## GOAL
Return the listing below unchanged, line by line, keeping every character, number, and bracket in its original order.

## SUPPLIED DATA
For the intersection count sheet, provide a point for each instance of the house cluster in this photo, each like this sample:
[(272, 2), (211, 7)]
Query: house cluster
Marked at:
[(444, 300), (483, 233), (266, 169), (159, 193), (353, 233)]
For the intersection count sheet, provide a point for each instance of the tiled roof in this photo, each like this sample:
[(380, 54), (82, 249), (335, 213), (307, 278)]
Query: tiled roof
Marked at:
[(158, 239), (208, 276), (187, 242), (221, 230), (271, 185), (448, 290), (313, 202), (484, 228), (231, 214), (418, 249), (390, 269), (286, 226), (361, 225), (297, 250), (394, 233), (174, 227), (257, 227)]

## RESULT OF THIS EXERCISE
For the intersection count sheet, provide a point for each instance of the house cluster in this photo, each like this sample:
[(272, 2), (211, 7)]
Query: house cluster
Marked at:
[(444, 300), (483, 233), (266, 169), (159, 193), (353, 233)]
For the intersection count sheet, provide a point for each instance of the tiled roof in this photo, each like this sample:
[(380, 54), (82, 249), (335, 213), (307, 278)]
Query: tiled roof
Marked at:
[(158, 239), (208, 276), (187, 242), (221, 230), (271, 185), (448, 290), (313, 202), (484, 228), (231, 214), (418, 249), (390, 269), (286, 226), (361, 225), (297, 250), (394, 233), (174, 227), (257, 227)]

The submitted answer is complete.